** START TASK INPUTS **

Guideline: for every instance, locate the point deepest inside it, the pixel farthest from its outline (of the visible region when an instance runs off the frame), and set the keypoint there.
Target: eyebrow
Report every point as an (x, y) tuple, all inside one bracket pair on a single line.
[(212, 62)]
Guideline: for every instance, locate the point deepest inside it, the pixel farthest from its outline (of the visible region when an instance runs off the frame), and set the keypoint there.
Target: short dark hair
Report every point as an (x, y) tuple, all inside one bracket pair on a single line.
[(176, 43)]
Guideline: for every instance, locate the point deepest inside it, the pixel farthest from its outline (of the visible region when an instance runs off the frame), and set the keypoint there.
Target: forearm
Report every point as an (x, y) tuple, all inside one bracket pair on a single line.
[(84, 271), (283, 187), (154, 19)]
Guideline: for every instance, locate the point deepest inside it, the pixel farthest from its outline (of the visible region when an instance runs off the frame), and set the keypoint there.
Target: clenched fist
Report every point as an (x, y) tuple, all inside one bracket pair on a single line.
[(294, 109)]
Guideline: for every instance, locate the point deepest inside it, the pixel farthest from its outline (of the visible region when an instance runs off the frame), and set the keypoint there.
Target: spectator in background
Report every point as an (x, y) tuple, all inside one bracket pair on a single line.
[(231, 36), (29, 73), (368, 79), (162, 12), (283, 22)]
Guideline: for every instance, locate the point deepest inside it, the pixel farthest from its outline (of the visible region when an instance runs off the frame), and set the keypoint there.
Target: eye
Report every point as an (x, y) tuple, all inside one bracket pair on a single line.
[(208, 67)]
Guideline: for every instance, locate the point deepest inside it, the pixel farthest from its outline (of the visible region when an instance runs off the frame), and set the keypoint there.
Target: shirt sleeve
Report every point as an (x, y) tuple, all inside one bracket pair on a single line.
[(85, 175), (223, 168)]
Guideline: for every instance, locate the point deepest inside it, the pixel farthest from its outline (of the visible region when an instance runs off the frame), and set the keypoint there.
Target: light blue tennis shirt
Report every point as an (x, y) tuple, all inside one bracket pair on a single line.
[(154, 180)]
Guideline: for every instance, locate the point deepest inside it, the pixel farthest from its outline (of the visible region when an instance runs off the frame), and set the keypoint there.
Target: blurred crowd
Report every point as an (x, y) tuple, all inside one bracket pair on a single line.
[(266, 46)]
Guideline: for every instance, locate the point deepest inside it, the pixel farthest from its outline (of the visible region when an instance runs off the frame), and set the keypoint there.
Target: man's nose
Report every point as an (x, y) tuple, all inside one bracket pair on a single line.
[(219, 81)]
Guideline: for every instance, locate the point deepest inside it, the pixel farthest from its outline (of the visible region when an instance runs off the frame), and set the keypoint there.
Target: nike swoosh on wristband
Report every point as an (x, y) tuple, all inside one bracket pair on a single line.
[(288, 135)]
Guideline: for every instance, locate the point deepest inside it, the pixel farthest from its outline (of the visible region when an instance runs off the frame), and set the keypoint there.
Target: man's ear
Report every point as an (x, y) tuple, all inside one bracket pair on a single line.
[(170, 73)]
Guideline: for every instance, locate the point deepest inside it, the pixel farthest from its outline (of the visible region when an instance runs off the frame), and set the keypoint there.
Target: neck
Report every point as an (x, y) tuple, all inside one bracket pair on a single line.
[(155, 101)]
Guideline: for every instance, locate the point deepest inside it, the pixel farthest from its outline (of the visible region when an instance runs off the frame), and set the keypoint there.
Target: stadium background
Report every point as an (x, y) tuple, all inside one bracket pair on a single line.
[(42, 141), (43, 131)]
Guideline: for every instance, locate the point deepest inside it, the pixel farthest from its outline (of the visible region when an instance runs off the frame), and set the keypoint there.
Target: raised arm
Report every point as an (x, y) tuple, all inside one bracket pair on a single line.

** END TASK INPUTS **

■ WHAT IS ASKED:
Write out verbatim every line from the start of the records through the line containing "[(212, 62)]", including that line.

■ WRITTEN ANSWER:
Guideline: for every instance, locate the point deepest inside it, the pixel farthest from its outline (of the visible region when an instance runs off the frame), and set the keypoint there.
Target: eyebrow
Report every point as an (x, y) tuple, all inside one bracket pair on a single line.
[(212, 62)]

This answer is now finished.